* Start *

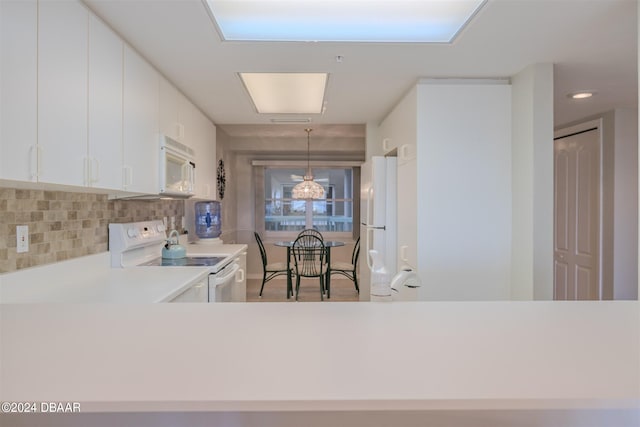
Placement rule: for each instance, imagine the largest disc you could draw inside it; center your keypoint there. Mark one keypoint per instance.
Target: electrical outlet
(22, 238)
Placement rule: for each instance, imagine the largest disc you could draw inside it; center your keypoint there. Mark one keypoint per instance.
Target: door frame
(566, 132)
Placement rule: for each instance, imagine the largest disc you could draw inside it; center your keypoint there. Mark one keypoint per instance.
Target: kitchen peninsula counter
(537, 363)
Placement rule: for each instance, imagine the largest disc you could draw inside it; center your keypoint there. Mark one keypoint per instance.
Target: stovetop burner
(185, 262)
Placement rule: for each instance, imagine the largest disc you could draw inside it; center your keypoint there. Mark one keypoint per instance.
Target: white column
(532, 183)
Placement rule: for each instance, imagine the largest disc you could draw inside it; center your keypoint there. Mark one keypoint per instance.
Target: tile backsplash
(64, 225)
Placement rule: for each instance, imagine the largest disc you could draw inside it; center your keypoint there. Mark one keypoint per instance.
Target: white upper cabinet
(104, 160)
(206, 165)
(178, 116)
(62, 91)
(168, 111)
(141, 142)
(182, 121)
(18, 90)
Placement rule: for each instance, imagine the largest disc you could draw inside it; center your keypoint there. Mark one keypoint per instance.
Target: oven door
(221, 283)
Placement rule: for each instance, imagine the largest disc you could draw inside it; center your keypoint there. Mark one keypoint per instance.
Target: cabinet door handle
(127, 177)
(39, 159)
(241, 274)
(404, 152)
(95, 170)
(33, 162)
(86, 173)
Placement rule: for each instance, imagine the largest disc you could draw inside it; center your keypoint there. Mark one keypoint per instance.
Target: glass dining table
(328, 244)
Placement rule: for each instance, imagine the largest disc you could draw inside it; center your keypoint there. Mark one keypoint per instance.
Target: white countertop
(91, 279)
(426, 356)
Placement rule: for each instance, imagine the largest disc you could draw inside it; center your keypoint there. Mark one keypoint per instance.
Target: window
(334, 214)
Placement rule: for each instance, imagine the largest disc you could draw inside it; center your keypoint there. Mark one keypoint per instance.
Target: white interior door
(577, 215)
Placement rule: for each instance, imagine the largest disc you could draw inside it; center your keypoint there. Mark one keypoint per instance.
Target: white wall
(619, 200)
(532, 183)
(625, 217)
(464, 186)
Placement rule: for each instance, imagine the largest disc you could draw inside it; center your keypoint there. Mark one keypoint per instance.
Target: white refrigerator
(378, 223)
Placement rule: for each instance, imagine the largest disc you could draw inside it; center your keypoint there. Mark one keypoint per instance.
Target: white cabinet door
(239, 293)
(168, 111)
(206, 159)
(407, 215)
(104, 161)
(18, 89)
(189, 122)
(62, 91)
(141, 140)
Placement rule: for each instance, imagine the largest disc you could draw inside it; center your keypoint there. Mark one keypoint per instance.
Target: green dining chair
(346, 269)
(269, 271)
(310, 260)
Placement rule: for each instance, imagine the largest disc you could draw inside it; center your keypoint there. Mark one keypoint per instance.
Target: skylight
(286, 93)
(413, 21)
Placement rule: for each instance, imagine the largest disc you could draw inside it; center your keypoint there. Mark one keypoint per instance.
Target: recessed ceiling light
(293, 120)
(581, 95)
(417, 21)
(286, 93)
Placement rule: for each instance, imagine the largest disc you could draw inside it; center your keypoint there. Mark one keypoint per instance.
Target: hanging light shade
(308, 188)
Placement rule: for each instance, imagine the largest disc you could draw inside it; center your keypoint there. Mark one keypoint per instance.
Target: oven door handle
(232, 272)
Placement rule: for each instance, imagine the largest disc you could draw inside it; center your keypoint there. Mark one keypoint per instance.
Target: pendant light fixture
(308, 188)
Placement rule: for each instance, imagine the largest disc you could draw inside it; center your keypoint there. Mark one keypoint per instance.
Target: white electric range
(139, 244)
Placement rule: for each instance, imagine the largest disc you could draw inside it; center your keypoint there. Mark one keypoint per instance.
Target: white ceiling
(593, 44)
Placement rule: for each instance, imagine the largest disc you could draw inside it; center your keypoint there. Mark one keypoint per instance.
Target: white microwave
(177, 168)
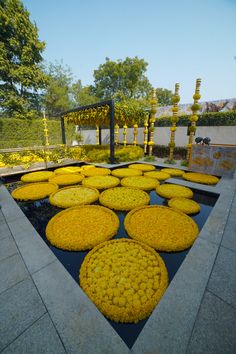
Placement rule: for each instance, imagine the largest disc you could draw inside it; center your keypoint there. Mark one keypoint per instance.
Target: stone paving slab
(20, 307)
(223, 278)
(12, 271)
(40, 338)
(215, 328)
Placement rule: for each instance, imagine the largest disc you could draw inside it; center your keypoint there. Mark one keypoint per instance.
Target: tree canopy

* End *

• [Exercise requirements]: Copy the records exactly. Skip the pictures.

• [Result]:
Placement rule: for each instance, imagine the largest disc you could draw inside it; center your keypoint there. Mark one keypoint per instance.
Target: electrical outlet
(22, 238)
Placement rule: for each instance, imagine the largest disc you could draw inside it; center your keypoint there. Mark one keypoint per instance.
Target: door frame
(566, 132)
Placement rule: for each instance, imagine the largest disc you could draw inside it; center your keypoint there. Mark one keypoint per instance.
Target: kitchen peninsula counter
(537, 363)
Placement rule: for each instance, imagine the largest disc you could draw inside it; center your keypoint there. Mark one keypoint per instance.
Target: stovetop burner
(185, 262)
Placement rule: for each instance, imagine the largest disc you could draw inside it; center your keypoint there. Mark one keypoint per instance.
Target: white column
(532, 183)
Placement rule: for each instance, imagine the largest disc you could draw inside it; center your keypoint there. Mark one keypoint per instance.
Target: tile backsplash
(64, 225)
Placement rule: for each instance, imagine the largest disc you could draw inside it; center your keypoint there. Mark one keypoint per instance.
Target: white upper cabinet
(104, 160)
(206, 165)
(178, 116)
(62, 91)
(168, 111)
(141, 142)
(182, 121)
(18, 90)
Placement rule: for each instance, imagine the largest disc you could draw inside it; center your keypoint there. Mark one keypoint per instance.
Target: oven door
(221, 283)
Placement rule: for each instance, imagine the largest disc you could draw inside it; center your keypoint there. Mark one keypoint per instance.
Target: cabinet door handle
(127, 177)
(39, 159)
(241, 274)
(404, 152)
(95, 170)
(33, 162)
(86, 173)
Placement rule: for each instance, imagine the largest disc you could draw inside it; center your keypoint there. Mark one keypoint per instance.
Target: glass dining table
(328, 244)
Placement rule: for each instance, imagine the largest disc you could draw inside it; center your keypoint there. Mark one keypoint per instance.
Target: white countertop
(91, 279)
(426, 356)
Placement rule: for each instance, imagine the largest disc you could draw inside it; center your keypoint there. Mark one keypoint per instance.
Target: window
(334, 214)
Placement rule: for each instance, imagine the largest disc you could draw inside it; center your keypoint there. Mark one keypoint per instance.
Target: white interior door
(577, 215)
Placement rule: for each instance, imagine the largest disc you could draw inside it; center your keypoint there. Mark one keypoint per instance.
Target: white wall
(619, 200)
(532, 183)
(625, 217)
(464, 186)
Placement rule: for each instance, imagine the largest disc you could draw inside it; center your keypoint there. Mark one keypoint per instance.
Target: white refrigerator
(378, 223)
Placement rule: for each instance, imagine the largest disc you could draw inside it; center your keypoint there. Mark one keypoint per instance.
Target: white cabinet door
(239, 293)
(168, 111)
(206, 159)
(407, 215)
(104, 161)
(18, 89)
(189, 122)
(62, 91)
(141, 140)
Placement rule: for each instance, imagine the largest disc you could draw inside it; center your keypoint there. Mark one keypoint per instance.
Target: green dining chair
(346, 269)
(269, 271)
(310, 260)
Placement rule: for each instance, imagine the largest disc you could draw inside it; center your keypoint there. Mark one keypoint per instance.
Target: skylight
(286, 93)
(413, 21)
Placement rule: for each instance, imagine the largest disc you could draw inside it; center your keypoint there. Mark one keypoint per instance.
Target: recessed ceiling light
(293, 120)
(581, 95)
(417, 21)
(286, 93)
Placement rule: for each instance, imagine the largest disc you could draw inside it; center your keypoint there. Mark one keypoint per instance.
Target: hanging light shade
(308, 188)
Placement rule: for each instance, imagine the largest disc you could draw inside it; center your keypoint there. Mark one keypoint per instance.
Target: oven door handle
(232, 272)
Placement rule: for each instance, imagine the largest disc you could draw inside it; center your keypoint there. Mark one keypoint per instance.
Target: pendant light fixture
(308, 188)
Placement rule: for each instance, imagine the largest disc you could draw inside it; center your keypoint there. Mark one keypoint per instance.
Target: white electric range
(139, 244)
Placement rule: for each instance, imagine the largest disc you could draw inside it; center your keypoint there. Mark one keypoint per instance.
Target: white ceiling
(593, 44)
Placement rule: for each instance, imagine the largest disc you could draw inside it; center your keypoint there. Mark one keypoint per instance.
Target: white microwave
(177, 168)
Placement rule: for each instance, imagine the largest disc you could draw inside it; center your keypoint there. Mark one keypoint per instance.
Target: stone paving slab
(20, 307)
(223, 278)
(12, 271)
(40, 338)
(215, 328)
Placement rule: for each instance, imagine the largest disc you could draw inside it; center your keypoint there. Mark one keypoint per instance.
Target: tree canopy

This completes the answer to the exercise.